** Opening EXERCISE PASSAGE block **

Sunday, November 05, 2006

 

Lingle administration makes sure Hawaii contributes to drug company profits


Tomorrow's New York Times has a story As Drug Prices Climb, Democrats Find Fault With Medicare Plan describing how the Republican administration nationally has set up seniors to pay for drug company profits. In Hawaii, our state government has flouted the intent of the state law establishing the Rx Plus program. Well, if Lingle wants to get ahead in the party, she can't be a party pooper by doing anything to hurt drug company profits, can she?

Taking food out of the mouths of seniors and families to guarantee obscene drug company profits cannot be justified by any excuse the Lingle administration can give
I'm going to quote selectively. The article will disappear from the Times website, so you may want to click and read the whole thing soon. I'm grabbing paragraphs that describe how the system benefits the drug companies and leaving out the Democrat-Republican stuff. I'm not really sure that if there were a Democratic administration it would be any different--until we have publicly-funded elections, both parties are paid off handsomely by the pharmaceutical industry.
Medicare now pays for drugs indirectly, through the private insurers that administer the prescription program — and those insurers typically pay higher prices than government agencies, like the Veterans Administration, that buy medicines directly from drug makers.

.  .  .

Companies have raised prices on many top-selling medicines by 6 percent or more this year, double the overall inflation rate. In some cases, drug makers have received price increases of as much as 20 percent for medicines that the government was already buying for people covered under the Medicaid program for the indigent. Medicare also pays more than the Veterans Administration, which runs its own benefit program.

.  .  .

Drug makers have tried to play down their gains from the program because they do not want to be seen as profiteering in an election year, Mr. Funtleyder said. “You don’t want to draw too much attention to how good it’s been.”

** Closing EXERCISE PASSAGE block **
** Opening DATA EXTRACT block **

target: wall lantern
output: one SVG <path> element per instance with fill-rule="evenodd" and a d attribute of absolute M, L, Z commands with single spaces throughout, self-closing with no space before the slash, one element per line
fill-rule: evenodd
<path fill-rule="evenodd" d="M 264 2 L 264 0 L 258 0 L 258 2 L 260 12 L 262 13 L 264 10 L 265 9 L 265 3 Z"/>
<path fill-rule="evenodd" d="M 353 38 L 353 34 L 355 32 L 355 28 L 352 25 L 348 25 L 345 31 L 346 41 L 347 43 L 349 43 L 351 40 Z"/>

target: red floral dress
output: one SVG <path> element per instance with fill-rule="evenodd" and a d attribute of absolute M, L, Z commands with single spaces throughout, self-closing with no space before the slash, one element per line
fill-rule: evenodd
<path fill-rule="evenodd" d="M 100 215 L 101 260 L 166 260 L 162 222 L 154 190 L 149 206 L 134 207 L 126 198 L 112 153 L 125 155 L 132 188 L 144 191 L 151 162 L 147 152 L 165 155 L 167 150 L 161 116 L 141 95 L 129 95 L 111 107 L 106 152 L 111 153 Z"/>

** Closing DATA EXTRACT block **
** Opening DATA EXTRACT block **

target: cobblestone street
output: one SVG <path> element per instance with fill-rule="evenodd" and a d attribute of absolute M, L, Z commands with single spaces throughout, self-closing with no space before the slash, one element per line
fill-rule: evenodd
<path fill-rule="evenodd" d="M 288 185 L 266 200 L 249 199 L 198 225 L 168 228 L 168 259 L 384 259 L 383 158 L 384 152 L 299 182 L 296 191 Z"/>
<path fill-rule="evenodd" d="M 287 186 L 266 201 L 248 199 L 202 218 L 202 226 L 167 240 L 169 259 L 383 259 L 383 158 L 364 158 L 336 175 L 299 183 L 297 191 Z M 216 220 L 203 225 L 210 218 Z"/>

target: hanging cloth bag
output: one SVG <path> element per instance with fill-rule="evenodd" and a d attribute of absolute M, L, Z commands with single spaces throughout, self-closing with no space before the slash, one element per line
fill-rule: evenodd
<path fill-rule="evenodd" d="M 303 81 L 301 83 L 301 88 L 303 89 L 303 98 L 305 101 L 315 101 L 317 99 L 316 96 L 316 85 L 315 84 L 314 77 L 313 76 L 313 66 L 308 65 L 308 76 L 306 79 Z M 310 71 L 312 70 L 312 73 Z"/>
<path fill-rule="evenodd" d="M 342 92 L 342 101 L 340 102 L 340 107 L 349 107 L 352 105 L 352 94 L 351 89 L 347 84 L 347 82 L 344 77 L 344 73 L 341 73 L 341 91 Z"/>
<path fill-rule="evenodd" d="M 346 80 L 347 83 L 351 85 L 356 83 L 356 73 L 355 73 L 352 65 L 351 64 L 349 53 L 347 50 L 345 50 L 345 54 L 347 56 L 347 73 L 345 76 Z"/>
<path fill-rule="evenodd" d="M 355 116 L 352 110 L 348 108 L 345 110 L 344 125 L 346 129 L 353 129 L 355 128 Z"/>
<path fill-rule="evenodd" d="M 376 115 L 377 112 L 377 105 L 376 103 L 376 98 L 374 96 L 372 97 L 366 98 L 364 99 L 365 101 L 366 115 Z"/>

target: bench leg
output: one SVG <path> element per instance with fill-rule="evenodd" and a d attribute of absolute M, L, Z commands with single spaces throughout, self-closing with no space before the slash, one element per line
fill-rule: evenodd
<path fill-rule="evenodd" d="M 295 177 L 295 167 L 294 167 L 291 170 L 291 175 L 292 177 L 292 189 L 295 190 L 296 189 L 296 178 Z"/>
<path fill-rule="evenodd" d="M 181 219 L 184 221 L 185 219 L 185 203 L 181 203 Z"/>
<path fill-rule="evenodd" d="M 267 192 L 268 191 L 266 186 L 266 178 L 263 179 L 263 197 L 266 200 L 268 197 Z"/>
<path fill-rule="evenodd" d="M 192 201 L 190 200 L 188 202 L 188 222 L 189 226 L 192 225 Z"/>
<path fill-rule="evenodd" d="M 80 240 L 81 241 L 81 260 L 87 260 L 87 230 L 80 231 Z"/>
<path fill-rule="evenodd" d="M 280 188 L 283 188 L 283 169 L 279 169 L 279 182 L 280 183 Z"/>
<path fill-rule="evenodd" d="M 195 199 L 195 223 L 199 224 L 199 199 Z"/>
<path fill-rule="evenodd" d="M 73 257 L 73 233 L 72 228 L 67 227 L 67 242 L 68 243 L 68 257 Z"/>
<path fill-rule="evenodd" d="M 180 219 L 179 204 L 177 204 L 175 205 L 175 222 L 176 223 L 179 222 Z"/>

** Closing DATA EXTRACT block **

# PROBLEM 1:
In the blog post on drug company profits, what reason is given for Medicare paying higher drug prices than the Veterans Administration? Answer in one to three sentences.
# PROBLEM 2:
Decide whether each statement agrees with the blog post on drug company profits. Answer yes or no for each and quote the deciding words.
(a) Companies raised prices on many top-selling medicines by 6 percent or more this year.
(b) The author believes a Democratic administration would treat drug prices differently.
(c) Drug makers want to call attention to their gains from the program during an election year.

# WRITTEN SOLUTION 1:
Medicare pays for drugs indirectly, through the private insurers that administer the prescription program. Those insurers typically pay higher prices than government agencies like the Veterans Administration, which buy medicines directly from drug makers.

# WRITTEN SOLUTION 2:
(a) Yes: "Companies have raised prices on many top-selling medicines by 6 percent or more this year, double the overall inflation rate."
(b) No: "I'm not really sure that if there were a Democratic administration it would be any different"
(c) No: "Drug makers have tried to play down their gains from the program because they do not want to be seen as profiteering in an election year"